▸ YOUR GOAL
The task calls for the lines from the start of the entries below through the line with "target: person wearing beanie", given again verbatim, with every picture dropped.

************

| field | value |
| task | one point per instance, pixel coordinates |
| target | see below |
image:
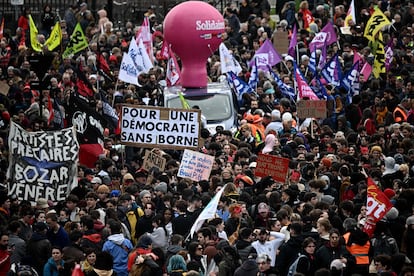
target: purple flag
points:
(266, 55)
(304, 90)
(326, 35)
(293, 42)
(389, 53)
(332, 71)
(322, 58)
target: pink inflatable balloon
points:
(194, 31)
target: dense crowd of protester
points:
(123, 220)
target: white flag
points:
(208, 212)
(139, 56)
(128, 72)
(173, 70)
(227, 61)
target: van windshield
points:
(215, 107)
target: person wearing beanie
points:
(103, 195)
(358, 244)
(390, 173)
(161, 190)
(103, 265)
(244, 244)
(118, 246)
(144, 247)
(375, 156)
(107, 167)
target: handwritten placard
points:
(311, 109)
(271, 165)
(152, 159)
(195, 165)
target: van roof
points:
(212, 88)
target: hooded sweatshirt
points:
(248, 268)
(119, 248)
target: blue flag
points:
(332, 72)
(254, 76)
(286, 90)
(312, 62)
(351, 81)
(239, 85)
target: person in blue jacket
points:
(55, 263)
(119, 247)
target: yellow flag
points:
(55, 37)
(184, 102)
(375, 23)
(36, 46)
(77, 42)
(379, 61)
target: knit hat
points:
(410, 220)
(263, 207)
(143, 193)
(41, 203)
(389, 164)
(96, 180)
(104, 261)
(376, 148)
(161, 187)
(103, 189)
(144, 242)
(246, 180)
(390, 193)
(326, 162)
(39, 226)
(392, 214)
(328, 199)
(337, 264)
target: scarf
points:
(380, 118)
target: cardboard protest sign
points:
(160, 127)
(195, 165)
(42, 164)
(378, 206)
(281, 41)
(311, 109)
(271, 165)
(152, 159)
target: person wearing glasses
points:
(264, 263)
(307, 264)
(332, 250)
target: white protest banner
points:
(42, 164)
(160, 127)
(208, 212)
(139, 56)
(152, 159)
(195, 165)
(127, 71)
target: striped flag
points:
(350, 15)
(36, 46)
(55, 37)
(376, 22)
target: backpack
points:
(294, 265)
(384, 245)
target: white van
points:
(216, 102)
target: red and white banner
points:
(378, 206)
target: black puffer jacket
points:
(288, 253)
(39, 248)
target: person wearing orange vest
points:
(400, 113)
(358, 244)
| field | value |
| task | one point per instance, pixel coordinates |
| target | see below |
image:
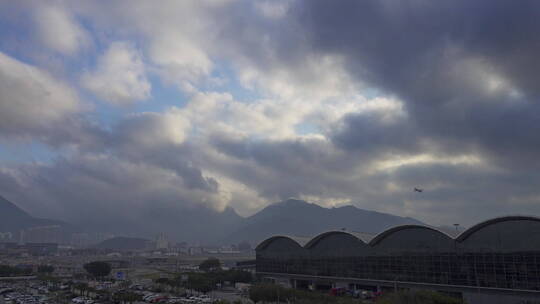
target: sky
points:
(108, 108)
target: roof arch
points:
(467, 233)
(383, 235)
(314, 241)
(298, 241)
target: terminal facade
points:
(496, 260)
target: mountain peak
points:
(8, 209)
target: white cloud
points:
(151, 130)
(30, 99)
(120, 76)
(272, 9)
(59, 30)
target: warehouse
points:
(501, 254)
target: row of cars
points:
(82, 300)
(150, 297)
(24, 294)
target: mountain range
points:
(14, 219)
(208, 226)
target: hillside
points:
(296, 217)
(13, 218)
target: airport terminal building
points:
(496, 261)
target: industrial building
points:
(494, 261)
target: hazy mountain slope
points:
(13, 219)
(198, 224)
(296, 217)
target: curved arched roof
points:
(381, 236)
(300, 241)
(306, 243)
(324, 235)
(467, 233)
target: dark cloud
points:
(465, 72)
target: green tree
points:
(210, 264)
(98, 269)
(200, 282)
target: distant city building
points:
(162, 242)
(6, 236)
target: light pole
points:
(456, 225)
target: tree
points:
(210, 264)
(200, 282)
(98, 269)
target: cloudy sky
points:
(110, 107)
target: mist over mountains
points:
(13, 218)
(207, 226)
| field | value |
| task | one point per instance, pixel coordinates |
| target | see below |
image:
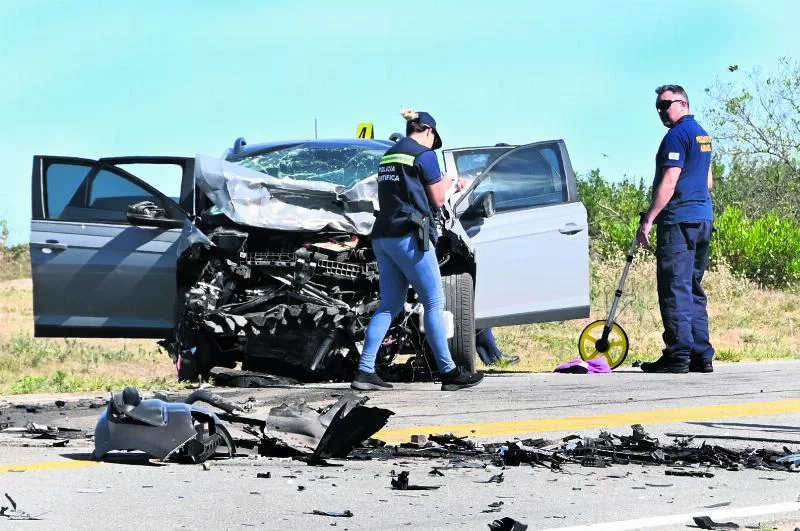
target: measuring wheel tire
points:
(614, 349)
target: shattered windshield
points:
(343, 165)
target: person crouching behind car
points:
(410, 188)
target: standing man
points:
(681, 209)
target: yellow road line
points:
(520, 427)
(54, 465)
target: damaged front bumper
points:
(164, 430)
(281, 277)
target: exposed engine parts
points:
(295, 304)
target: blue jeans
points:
(681, 260)
(401, 262)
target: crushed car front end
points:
(278, 271)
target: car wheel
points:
(459, 299)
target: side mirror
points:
(149, 214)
(481, 207)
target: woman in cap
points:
(411, 187)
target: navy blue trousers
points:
(681, 260)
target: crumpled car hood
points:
(249, 197)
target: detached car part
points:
(164, 430)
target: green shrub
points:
(613, 212)
(764, 250)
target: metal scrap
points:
(705, 522)
(401, 483)
(12, 513)
(507, 524)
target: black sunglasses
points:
(663, 105)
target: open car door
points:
(99, 268)
(532, 256)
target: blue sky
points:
(95, 79)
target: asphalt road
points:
(68, 490)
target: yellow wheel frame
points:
(617, 343)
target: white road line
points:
(686, 518)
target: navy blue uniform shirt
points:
(687, 146)
(405, 170)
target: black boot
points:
(459, 378)
(701, 366)
(504, 360)
(666, 364)
(369, 381)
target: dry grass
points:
(30, 364)
(747, 323)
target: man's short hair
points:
(675, 89)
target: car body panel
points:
(532, 256)
(102, 278)
(97, 277)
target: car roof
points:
(242, 149)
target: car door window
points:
(166, 178)
(470, 163)
(525, 177)
(79, 192)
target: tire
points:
(459, 299)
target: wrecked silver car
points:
(264, 259)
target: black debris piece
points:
(494, 507)
(704, 522)
(249, 379)
(352, 424)
(507, 524)
(689, 473)
(336, 514)
(595, 461)
(12, 513)
(449, 440)
(401, 483)
(315, 435)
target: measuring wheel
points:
(599, 339)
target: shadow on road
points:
(128, 458)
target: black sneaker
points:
(504, 360)
(700, 366)
(666, 365)
(459, 378)
(369, 381)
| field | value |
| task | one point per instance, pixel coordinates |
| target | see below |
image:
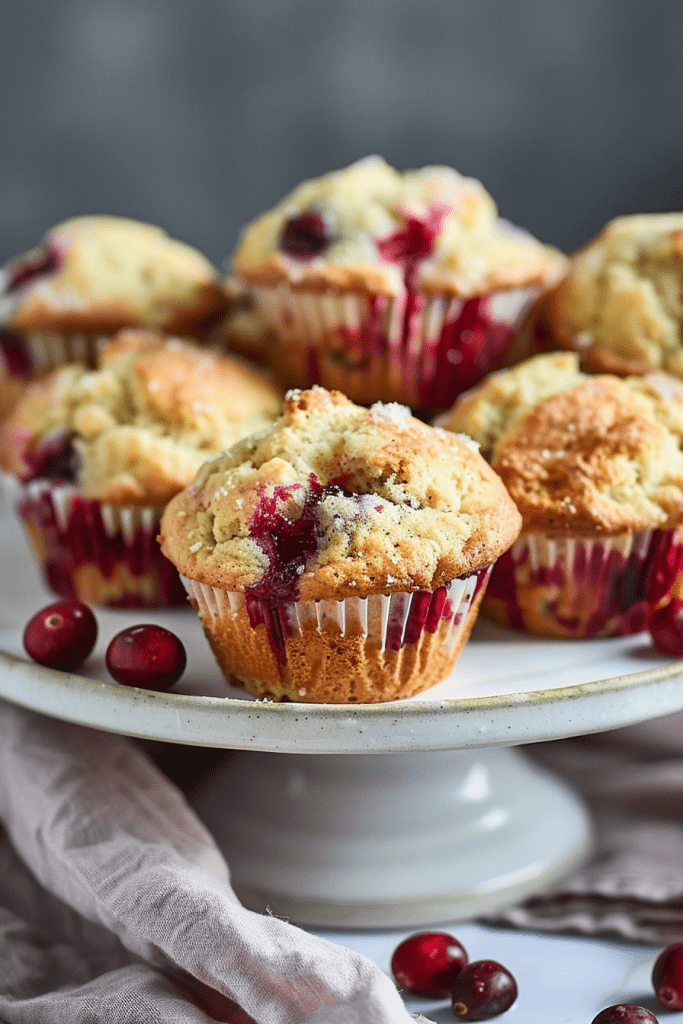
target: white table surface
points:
(561, 979)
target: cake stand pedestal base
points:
(390, 840)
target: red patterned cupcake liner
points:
(381, 629)
(418, 349)
(583, 587)
(92, 551)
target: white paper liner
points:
(117, 519)
(330, 325)
(374, 616)
(50, 350)
(98, 552)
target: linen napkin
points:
(632, 886)
(116, 905)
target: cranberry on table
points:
(148, 656)
(428, 963)
(61, 635)
(668, 977)
(482, 989)
(625, 1013)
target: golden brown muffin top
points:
(336, 501)
(143, 422)
(100, 273)
(621, 304)
(368, 226)
(580, 454)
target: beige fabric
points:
(116, 905)
(632, 887)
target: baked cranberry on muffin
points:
(94, 455)
(91, 276)
(341, 554)
(595, 466)
(621, 303)
(391, 286)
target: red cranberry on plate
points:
(148, 656)
(625, 1013)
(61, 635)
(428, 963)
(668, 977)
(482, 989)
(666, 626)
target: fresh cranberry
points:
(668, 977)
(305, 236)
(428, 963)
(61, 635)
(625, 1013)
(150, 656)
(666, 626)
(482, 989)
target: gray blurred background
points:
(197, 115)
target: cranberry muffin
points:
(621, 303)
(94, 455)
(91, 276)
(391, 286)
(340, 555)
(595, 466)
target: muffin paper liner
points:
(32, 354)
(93, 551)
(578, 587)
(418, 349)
(379, 628)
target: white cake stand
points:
(398, 814)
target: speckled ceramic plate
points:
(506, 689)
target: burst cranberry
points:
(666, 626)
(625, 1013)
(482, 989)
(39, 263)
(668, 977)
(148, 656)
(305, 236)
(428, 963)
(61, 635)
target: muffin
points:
(340, 555)
(621, 303)
(244, 330)
(92, 457)
(91, 276)
(595, 467)
(391, 286)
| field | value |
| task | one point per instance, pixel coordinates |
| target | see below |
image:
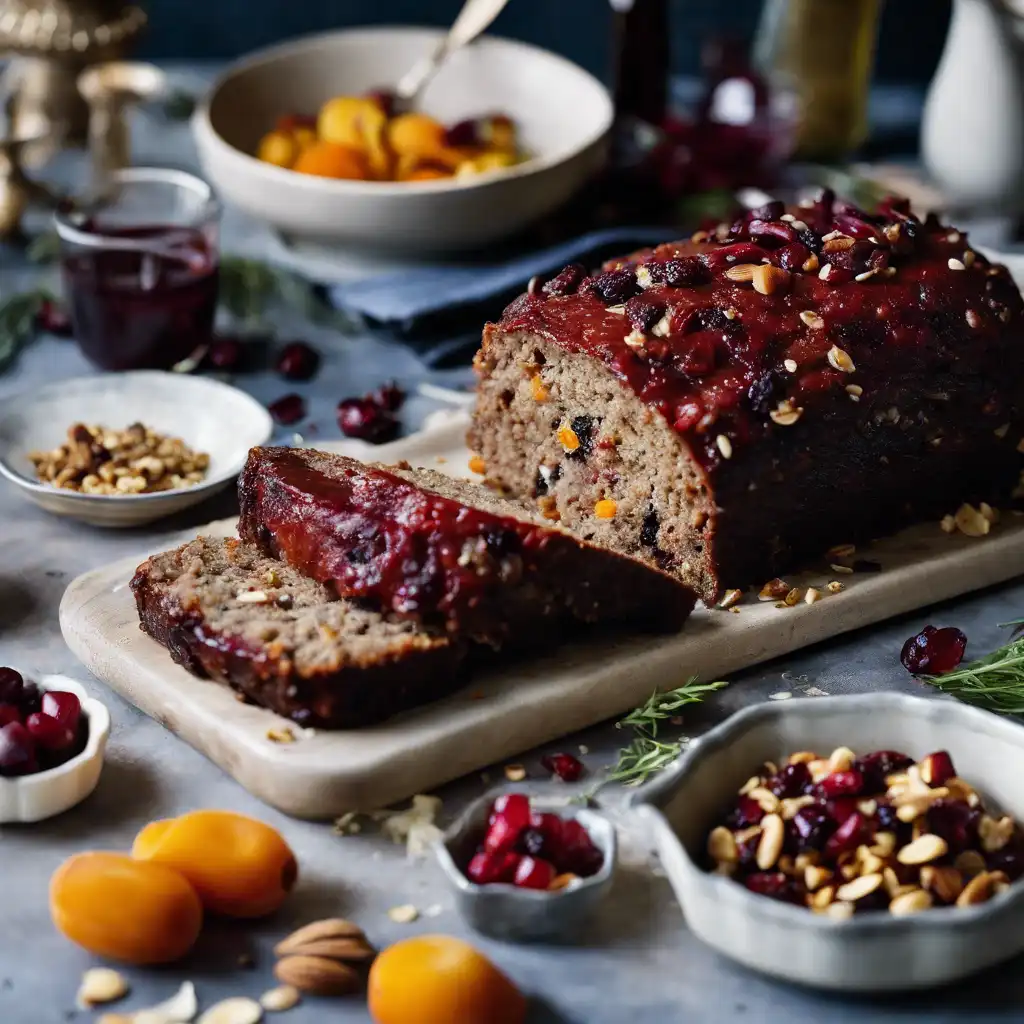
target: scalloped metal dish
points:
(871, 952)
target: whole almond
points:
(332, 928)
(317, 975)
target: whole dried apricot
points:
(330, 160)
(279, 148)
(241, 867)
(126, 909)
(436, 979)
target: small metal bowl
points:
(503, 911)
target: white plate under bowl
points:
(34, 798)
(208, 416)
(562, 113)
(869, 952)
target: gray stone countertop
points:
(637, 963)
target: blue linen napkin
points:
(438, 310)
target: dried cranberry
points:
(11, 684)
(934, 651)
(955, 821)
(388, 396)
(842, 783)
(53, 318)
(566, 282)
(566, 767)
(298, 361)
(579, 854)
(613, 287)
(792, 780)
(288, 409)
(774, 885)
(486, 868)
(747, 812)
(17, 751)
(363, 418)
(644, 313)
(224, 353)
(855, 830)
(532, 872)
(682, 271)
(509, 817)
(811, 827)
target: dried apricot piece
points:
(241, 867)
(126, 909)
(279, 148)
(329, 160)
(436, 979)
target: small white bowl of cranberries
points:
(52, 737)
(528, 868)
(866, 843)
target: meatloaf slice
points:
(752, 396)
(226, 611)
(443, 552)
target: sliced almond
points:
(238, 1010)
(929, 847)
(276, 1000)
(99, 985)
(317, 975)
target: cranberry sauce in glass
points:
(140, 269)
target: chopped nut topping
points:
(841, 359)
(99, 461)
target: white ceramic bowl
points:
(867, 952)
(33, 798)
(205, 414)
(563, 115)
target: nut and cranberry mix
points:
(532, 849)
(843, 835)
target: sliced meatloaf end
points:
(443, 552)
(226, 611)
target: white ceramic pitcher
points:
(973, 128)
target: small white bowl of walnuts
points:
(860, 844)
(123, 450)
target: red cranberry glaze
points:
(720, 364)
(934, 651)
(530, 848)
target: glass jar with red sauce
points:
(140, 268)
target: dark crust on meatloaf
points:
(826, 410)
(341, 696)
(503, 580)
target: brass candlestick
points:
(53, 42)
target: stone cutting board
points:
(505, 712)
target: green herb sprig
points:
(648, 754)
(994, 682)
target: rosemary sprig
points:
(994, 682)
(647, 754)
(17, 322)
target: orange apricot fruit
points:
(436, 979)
(125, 909)
(329, 160)
(241, 867)
(279, 148)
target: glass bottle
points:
(826, 49)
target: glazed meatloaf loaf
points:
(443, 552)
(226, 611)
(729, 407)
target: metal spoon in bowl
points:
(474, 17)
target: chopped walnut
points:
(134, 461)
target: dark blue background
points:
(909, 43)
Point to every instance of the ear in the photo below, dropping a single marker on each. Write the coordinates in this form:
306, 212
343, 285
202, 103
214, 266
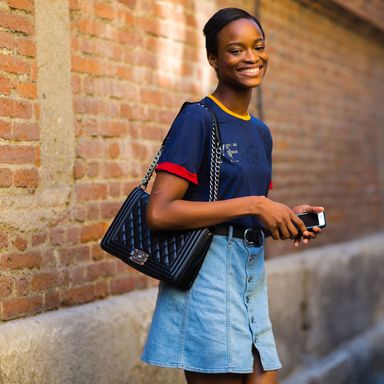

************

▸ SOLUTION FOR THIS EXERCISE
| field | value |
| task | one point per instance, pixel coordinates |
| target | see below |
image:
target: purple flag
points:
(266, 55)
(304, 90)
(326, 35)
(293, 42)
(389, 53)
(332, 71)
(322, 58)
target: pink inflatable balloon
points:
(194, 31)
target: dense crowd of protester
points:
(123, 220)
target: white flag
points:
(208, 212)
(139, 56)
(128, 72)
(173, 70)
(227, 61)
target: van windshield
points:
(215, 107)
target: person wearing beanie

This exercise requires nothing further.